EXERCISE SET ->
1 – Could you print the stretch of the essay on Robinson and inflation that begins at the words "Though critical of" and stops after "147, n. 3]."?
2 – Can you proceed with the essay on Robinson and inflation from the point where it stops?

SELECTED TEXT ->
★ ★ ★ ★ ★

Though critical of the concept and uses of equilibrium, Robinson was not a
“Luddite”. She was too diligent and penetrating an analyst to dismiss the advantages,
albeit recognized to be quite limited, of using the equilibrium concept as a tool for analytical purposes. She herself used the device to great effect in her own work. She viewed it, at times, as a “thought experiment”, useful for solving “analytical puzzles”, even to the point of recognizing a “perverse pleasure” in this practice [1956, p. 147, n. 3].

Obviously, had Robinson truly recognised the significance of equilibrium analysis as a project of command over living labour she could never have used it "as a tool for analytical purposes" because the usefulness of neoclassical equilibrium theory does not lie in the "analysis", which is "meaningless" as Hayek first and then Myrdal [and Tony Lawson, da ultimo] showed, but in the "purpose", which is the mathesis of capitalist "command"! As Weber would put it, economic theory is not an end but a means, a tool; its rationality is not a Wert-rationalitat but a Zweck-rationalitat.)

This aspect of capitalist reality is entirely absent from Capitalism, Conflict and Inflation. The book valiantly and lucidly enucleates and explains the complex institutional interaction between the "phenomenon" of inflation and its "role" as the "measure" as well as a mediation of class antagonism as the product of a "trade-off" between money wages and unemployment levels. But it does not answer the basic question of how it is possible, not just institutionally but above all epistemologically, even ontologically (!), for inflation as a cognitive notion to serve as a "measure" of class conflict - as a tool (!) for the analysis of conflict. For inflation to be a "measure" of conflict, the bourgeoisie has to ensure that "conflict" remains within the institutional bounds that can be measured by inflation. Above all (and this is the most important point of all) "conflict" must be of such a "nature" that it is capable of being measured and mediated by the "phenomenon" of inflation.This in turn requires the elimination of all "values" other than the simple and blunt function of capitalist command over living labour represented by its political subordination to dead labour through the institutional form of the money-wage. Keynes's 'General Theory' is all here! This is his greatest discovery: - the money wage as the fundamental "unit" of measurement of social conflict in the society of capital; the centrality of the working class in that historical stage of capitalism - a "centrality" that the working class and Keynesianism (!) are clearly losing and "ex-hausting" as the social conflict generated by the wage relation poses new "systemic risks" to the rule of capital.

★ ★ ★ ★ ★

DATA SECTION ->
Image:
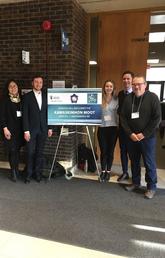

★ ★ ★ ★ ★

ANSWERS TO THE TASKS ->
1 –
Though critical of the concept and uses of equilibrium, Robinson was not a
“Luddite”. She was too diligent and penetrating an analyst to dismiss the advantages,
albeit recognized to be quite limited, of using the equilibrium concept as a tool for analytical purposes. She herself used the device to great effect in her own work. She viewed it, at times, as a “thought experiment”, useful for solving “analytical puzzles”, even to the point of recognizing a “perverse pleasure” in this practice [1956, p. 147, n. 3].

2 –
From the epistemological angle, we must come to another realisation. Neoclassical analysis works on mathematical identities (equilibria). As Keynes would say, "one of two things": either the two sides of a mathematical equation are absolutely identical, in which case they cancel each other out (they "say" absolutely nothing - Wittgenstein); or else they are not identical (Nietzsche), in which case the "equation" is impossible. Yet it is the very ability of human beings to perform mathematical calculations and to treat them as "valid" that displays the full "value-lessness" of life and the world for Nietzsche (and for me), and that annihilates all notions of "truth", scientific or otherwise. I call this "Nietzsche's Invariance" (as in matrix algebra). (A literary example: you will recall that Winston Smith in Orwell's 1984 believes that it is "the truth" of the statement "two plus two makes four" that "saves" him from the arbitrariness of Big Brother's totalitarian power. What Nietzsche and I argue here instead - but so did Wittgenstein! - is that it is precisely our ability to conceive of mathematical identities that is the supreme proof that the "power" of Big Brother is possible!) Put in other words, if "truth" actually ex-isted it would not be "detectable" by us - because all criteria for "truth" need themselves to be "truthful" (a regressio ad infinitum). (Thomas Jefferson intuited the difficulty when he wrote: "We hold these truths to be self-evident..." But if "these truths" are "self-evident", why do we need "to hold them to be so"? The same applies to "mathematical and logical truths" - cf. Godel.)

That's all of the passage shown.